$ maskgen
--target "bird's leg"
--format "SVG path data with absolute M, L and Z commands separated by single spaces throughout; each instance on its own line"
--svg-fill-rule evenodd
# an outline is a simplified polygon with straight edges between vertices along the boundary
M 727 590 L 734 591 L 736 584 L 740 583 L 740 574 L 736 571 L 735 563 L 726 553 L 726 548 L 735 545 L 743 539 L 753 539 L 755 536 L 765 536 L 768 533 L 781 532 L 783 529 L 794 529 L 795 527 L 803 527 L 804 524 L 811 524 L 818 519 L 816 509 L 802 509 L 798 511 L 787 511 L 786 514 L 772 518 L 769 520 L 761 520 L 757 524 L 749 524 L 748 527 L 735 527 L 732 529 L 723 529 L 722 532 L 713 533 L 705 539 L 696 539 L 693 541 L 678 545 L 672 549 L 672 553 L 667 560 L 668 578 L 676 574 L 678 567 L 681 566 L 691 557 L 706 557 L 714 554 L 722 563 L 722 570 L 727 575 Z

══════

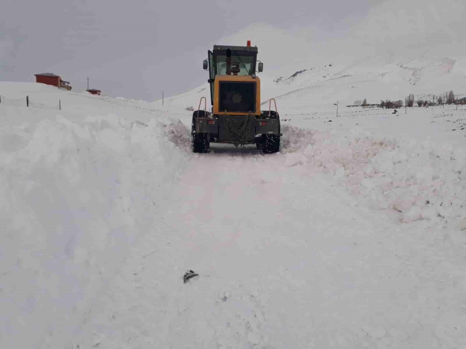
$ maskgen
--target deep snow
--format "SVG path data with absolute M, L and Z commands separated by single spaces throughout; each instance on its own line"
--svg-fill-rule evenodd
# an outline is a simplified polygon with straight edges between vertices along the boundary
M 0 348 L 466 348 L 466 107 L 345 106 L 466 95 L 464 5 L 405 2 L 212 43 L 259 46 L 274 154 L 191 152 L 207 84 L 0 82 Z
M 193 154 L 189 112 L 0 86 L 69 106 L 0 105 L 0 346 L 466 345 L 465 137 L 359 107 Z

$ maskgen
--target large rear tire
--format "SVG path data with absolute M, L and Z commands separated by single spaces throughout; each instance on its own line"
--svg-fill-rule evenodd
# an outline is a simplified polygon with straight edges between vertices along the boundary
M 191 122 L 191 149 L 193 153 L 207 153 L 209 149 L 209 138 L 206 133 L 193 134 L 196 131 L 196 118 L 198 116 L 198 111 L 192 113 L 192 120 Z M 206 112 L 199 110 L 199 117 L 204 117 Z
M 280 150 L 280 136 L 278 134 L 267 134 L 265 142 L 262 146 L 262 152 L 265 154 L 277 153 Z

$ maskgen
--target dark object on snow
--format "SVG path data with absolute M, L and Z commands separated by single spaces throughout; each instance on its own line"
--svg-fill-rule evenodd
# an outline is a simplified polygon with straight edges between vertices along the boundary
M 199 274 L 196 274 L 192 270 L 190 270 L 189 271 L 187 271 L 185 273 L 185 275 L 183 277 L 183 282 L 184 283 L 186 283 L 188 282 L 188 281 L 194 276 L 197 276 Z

══════

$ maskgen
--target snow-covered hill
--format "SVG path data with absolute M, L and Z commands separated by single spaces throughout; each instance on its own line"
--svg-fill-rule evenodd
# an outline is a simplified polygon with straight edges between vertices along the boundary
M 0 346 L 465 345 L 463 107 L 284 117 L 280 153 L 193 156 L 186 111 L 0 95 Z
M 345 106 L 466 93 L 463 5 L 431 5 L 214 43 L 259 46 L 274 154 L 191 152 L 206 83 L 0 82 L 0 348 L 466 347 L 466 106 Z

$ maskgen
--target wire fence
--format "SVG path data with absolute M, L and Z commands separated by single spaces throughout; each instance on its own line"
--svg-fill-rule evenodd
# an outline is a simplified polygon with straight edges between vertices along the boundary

══════

§ Exercise brief
How many lines in the rows above contain the string "snow"? Reply with the number alone.

§ Worked solution
3